### WHAT IS REQUIRED
Each entry must be output once more without any change.

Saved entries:
# # # #
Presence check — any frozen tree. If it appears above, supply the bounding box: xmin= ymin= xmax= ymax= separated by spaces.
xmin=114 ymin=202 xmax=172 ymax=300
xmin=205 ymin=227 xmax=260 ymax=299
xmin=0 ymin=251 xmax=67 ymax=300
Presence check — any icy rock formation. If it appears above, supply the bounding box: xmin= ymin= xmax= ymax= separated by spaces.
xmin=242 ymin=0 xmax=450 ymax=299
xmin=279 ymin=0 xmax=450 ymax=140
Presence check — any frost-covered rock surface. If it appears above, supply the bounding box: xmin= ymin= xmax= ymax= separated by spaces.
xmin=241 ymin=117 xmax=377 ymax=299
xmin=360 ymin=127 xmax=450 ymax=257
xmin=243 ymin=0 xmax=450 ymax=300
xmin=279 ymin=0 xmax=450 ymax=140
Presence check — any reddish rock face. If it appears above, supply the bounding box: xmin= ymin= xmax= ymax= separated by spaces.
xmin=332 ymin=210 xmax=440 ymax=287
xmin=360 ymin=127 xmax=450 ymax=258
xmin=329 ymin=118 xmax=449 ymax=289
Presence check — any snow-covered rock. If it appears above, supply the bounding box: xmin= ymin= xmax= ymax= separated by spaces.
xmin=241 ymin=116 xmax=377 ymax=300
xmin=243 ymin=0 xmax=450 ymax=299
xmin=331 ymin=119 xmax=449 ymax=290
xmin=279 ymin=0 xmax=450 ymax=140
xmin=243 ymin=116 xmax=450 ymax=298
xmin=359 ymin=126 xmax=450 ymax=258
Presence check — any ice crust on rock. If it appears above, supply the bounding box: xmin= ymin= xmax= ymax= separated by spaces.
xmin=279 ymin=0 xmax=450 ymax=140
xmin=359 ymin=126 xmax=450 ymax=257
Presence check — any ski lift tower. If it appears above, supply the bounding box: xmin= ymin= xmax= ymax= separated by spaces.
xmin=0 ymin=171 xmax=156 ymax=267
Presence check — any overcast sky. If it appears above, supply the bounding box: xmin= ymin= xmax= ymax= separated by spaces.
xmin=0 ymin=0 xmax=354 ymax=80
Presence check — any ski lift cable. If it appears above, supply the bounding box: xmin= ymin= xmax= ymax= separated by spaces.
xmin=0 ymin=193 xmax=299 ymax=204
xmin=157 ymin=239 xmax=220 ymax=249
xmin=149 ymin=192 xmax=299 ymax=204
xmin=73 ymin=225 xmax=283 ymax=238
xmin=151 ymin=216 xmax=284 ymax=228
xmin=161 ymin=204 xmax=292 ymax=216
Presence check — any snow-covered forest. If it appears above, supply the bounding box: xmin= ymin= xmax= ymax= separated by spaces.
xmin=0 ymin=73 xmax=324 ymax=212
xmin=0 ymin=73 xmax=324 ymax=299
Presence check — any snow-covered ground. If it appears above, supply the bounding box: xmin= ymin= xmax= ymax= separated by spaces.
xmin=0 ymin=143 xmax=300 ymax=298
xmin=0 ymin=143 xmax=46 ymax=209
# # # #
### RESULT
Presence check — any frozen tree. If it appears above, supply the bounding box: xmin= ymin= xmax= ymax= separated by spaces.
xmin=114 ymin=202 xmax=172 ymax=300
xmin=205 ymin=227 xmax=260 ymax=299
xmin=0 ymin=251 xmax=67 ymax=300
Presence check — any icy rock formation. If it appears above, supply the bounding box: xmin= ymin= xmax= ymax= separated by spaces.
xmin=242 ymin=0 xmax=450 ymax=299
xmin=279 ymin=0 xmax=450 ymax=140
Presence check — any frost-covered rock surface. If it appears above, supply the bounding box: xmin= ymin= xmax= ymax= separated by spaces.
xmin=241 ymin=117 xmax=377 ymax=299
xmin=360 ymin=127 xmax=450 ymax=257
xmin=243 ymin=0 xmax=450 ymax=300
xmin=279 ymin=0 xmax=450 ymax=140
Presence check — any reddish rock face. If it appears above, supply the bounding box: xmin= ymin= xmax= ymax= separated by spaces.
xmin=332 ymin=210 xmax=440 ymax=287
xmin=360 ymin=127 xmax=450 ymax=258
xmin=329 ymin=118 xmax=449 ymax=289
Presence check — any snow-covered rock. If it appears above, supply the bounding box: xmin= ymin= xmax= ymax= separated by spaces.
xmin=241 ymin=116 xmax=377 ymax=300
xmin=243 ymin=0 xmax=450 ymax=299
xmin=331 ymin=119 xmax=449 ymax=290
xmin=279 ymin=0 xmax=450 ymax=140
xmin=243 ymin=116 xmax=450 ymax=298
xmin=359 ymin=126 xmax=450 ymax=258
Presence check — any ice crust on rock. If it appears above, supply the bounding box: xmin= ymin= xmax= ymax= separated by spaces.
xmin=279 ymin=0 xmax=450 ymax=140
xmin=359 ymin=126 xmax=450 ymax=257
Presence check — any ski lift tower. If it appears above, supply the bounding box: xmin= ymin= xmax= ymax= separated by spaces.
xmin=0 ymin=171 xmax=156 ymax=267
Presence check — any overcast sky. If it appears above, supply the bounding box: xmin= ymin= xmax= ymax= separated by spaces.
xmin=0 ymin=0 xmax=354 ymax=80
Presence check — any ski lift cable. If it appears above, supply the bounding box: xmin= ymin= xmax= ymax= separated by spaces.
xmin=0 ymin=193 xmax=299 ymax=204
xmin=157 ymin=239 xmax=220 ymax=249
xmin=149 ymin=192 xmax=299 ymax=204
xmin=73 ymin=225 xmax=283 ymax=238
xmin=151 ymin=216 xmax=284 ymax=228
xmin=161 ymin=204 xmax=292 ymax=216
Presence check — any snow-covered forest. If it appears above, supply the bounding box: xmin= ymin= xmax= ymax= separated by spaces.
xmin=0 ymin=73 xmax=324 ymax=212
xmin=0 ymin=73 xmax=324 ymax=299
Presence check — any snow-covered ground. If it appears above, supply the bounding box: xmin= ymin= xmax= ymax= separated by spaces.
xmin=0 ymin=143 xmax=300 ymax=298
xmin=0 ymin=143 xmax=46 ymax=209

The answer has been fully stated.